*PROBLEM TO SOLVE*
List every benefit that the passage on plant life cycles says seeds provide.

*DOCUMENT SEGMENT*
----
Flowering plants themselves are a refinement of a much earlier innovation about 375m years ago: the seed. Seeds provide protection and a source of nutrition for the embryo, and a handy means of dispersal. A seed germinates and then grows into another plant which is more or less the same as its parents. This is not how spore-producing plants like ferns do things.

In liverworts, like the common Marchantia, the gametophyte is the dominant phase. Photograph: Collpicto/Alamy

The plant that you think of as a fern – a tallish, green structure with well-defined leaves and roots – is just one half of its life cycle. This plant is known as the sporophyte and, like us, it has two copies of its chromosomes (it is diploid). The sporophyte produces spores, which contain only a single copy of the chromosomes. These spores disperse, and grow into a separate plant, called the gametophyte (which is haploid, like the spores). This gametophyte plant looks completely different from the sporophyte phase: it is a small, flat, amorphous blob. It is the gametophyte that produces eggs and sperm, and as long as there is plenty of water about to allow the motile sperm to swim to the egg, fertilisation occurs. A new, diploid sporophyte grows from this fertilised egg, and the cycle begins again … This process is known as alternation of generations, and has, ironically, confused generations of biology undergraduates. Nobody expects to see motile sperm in a plant lecture.

A Cooksonia fossil. Photograph: NHM/Alamy

In angiosperms and other seed plants, that gametophyte phase is still there, but is neatly bundled away inside organs on the sporophyte, and the sporophyte phase is the only bit you ever see externally. In ferns, the sporophyte phase is dominant, but the gametophyte is still hanging in there as an independent plant. If you look at modern plants which branched off even lower down in the plant evolutionary tree, such as mosses and liverworts, the situation is reversed. In liverworts like Marchantia, which lives in most soggy places worldwide, the gametophyte is the dominant phase – the thing you would think of as the plant. The sporophyte phase is completely dependent on its gametophyte for photosynthesis, and does not live as a separate plant. Does this mean that the sporophyte phase of the earliest land plants was equally dependent on its gametophyte?
----
[Collected data]
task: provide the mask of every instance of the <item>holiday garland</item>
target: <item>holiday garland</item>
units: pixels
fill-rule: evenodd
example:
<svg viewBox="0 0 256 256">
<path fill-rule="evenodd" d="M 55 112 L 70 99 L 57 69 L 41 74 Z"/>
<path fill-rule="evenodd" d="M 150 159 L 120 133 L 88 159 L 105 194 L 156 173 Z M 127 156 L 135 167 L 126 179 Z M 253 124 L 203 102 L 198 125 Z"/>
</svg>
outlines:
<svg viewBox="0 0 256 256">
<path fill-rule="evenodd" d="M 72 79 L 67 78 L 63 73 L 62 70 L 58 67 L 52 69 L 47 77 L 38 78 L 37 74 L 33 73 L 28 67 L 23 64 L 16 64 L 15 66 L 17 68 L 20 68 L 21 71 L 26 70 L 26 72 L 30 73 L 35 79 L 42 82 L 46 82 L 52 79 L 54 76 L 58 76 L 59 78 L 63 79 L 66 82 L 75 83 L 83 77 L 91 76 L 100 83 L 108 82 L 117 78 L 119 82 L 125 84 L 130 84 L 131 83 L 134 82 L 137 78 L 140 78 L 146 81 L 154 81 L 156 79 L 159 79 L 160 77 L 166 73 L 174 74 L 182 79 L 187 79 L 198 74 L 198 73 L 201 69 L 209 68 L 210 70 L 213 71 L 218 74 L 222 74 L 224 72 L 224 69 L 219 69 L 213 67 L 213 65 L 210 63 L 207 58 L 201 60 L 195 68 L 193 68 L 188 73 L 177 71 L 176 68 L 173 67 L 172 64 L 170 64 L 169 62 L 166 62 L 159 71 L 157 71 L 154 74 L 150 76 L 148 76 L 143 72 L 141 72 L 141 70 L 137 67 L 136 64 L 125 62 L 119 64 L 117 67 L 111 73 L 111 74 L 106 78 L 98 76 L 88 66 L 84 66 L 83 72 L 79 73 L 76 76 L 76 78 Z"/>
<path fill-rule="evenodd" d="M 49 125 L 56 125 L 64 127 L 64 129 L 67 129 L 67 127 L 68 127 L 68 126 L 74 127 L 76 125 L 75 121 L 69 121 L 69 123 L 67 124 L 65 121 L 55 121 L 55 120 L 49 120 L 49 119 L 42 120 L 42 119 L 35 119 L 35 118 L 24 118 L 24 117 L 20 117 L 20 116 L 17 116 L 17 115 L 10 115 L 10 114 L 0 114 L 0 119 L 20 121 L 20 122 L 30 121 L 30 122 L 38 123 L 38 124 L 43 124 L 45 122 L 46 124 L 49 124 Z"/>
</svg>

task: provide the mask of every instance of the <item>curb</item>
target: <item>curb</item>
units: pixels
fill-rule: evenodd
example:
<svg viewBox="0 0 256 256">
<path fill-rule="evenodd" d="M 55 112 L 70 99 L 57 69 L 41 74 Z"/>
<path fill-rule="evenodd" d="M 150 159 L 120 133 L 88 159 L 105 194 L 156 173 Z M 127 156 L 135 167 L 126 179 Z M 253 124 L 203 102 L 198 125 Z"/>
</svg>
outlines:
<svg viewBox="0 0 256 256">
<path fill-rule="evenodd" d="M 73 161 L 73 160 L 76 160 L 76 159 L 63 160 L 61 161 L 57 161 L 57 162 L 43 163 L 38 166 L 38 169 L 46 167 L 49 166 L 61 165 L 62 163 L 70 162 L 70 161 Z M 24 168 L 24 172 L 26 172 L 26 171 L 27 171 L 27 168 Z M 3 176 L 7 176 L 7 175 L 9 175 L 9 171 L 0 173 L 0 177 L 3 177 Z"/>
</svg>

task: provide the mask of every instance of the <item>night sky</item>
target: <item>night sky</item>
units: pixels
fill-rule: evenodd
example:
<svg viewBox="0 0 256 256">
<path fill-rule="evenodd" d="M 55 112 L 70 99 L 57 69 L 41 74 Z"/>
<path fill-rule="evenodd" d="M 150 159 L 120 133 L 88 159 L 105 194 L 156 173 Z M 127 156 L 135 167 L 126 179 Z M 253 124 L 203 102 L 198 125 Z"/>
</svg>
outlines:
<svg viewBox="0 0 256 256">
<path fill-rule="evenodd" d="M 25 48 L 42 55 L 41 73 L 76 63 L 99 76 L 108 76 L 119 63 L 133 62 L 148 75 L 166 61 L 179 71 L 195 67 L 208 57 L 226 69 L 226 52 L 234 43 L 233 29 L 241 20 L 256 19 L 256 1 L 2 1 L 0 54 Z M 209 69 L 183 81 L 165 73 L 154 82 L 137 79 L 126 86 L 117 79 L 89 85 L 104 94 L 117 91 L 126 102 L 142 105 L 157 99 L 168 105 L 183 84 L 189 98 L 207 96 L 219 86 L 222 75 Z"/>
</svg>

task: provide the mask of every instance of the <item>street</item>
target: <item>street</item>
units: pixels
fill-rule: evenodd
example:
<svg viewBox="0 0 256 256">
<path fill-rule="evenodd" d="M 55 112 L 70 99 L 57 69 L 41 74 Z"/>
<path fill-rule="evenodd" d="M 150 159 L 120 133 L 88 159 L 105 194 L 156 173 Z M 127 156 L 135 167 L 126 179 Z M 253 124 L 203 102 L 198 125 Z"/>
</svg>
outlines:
----
*WRITTEN ANSWER*
Protection for the embryo; a source of nutrition for the embryo; a handy means of dispersal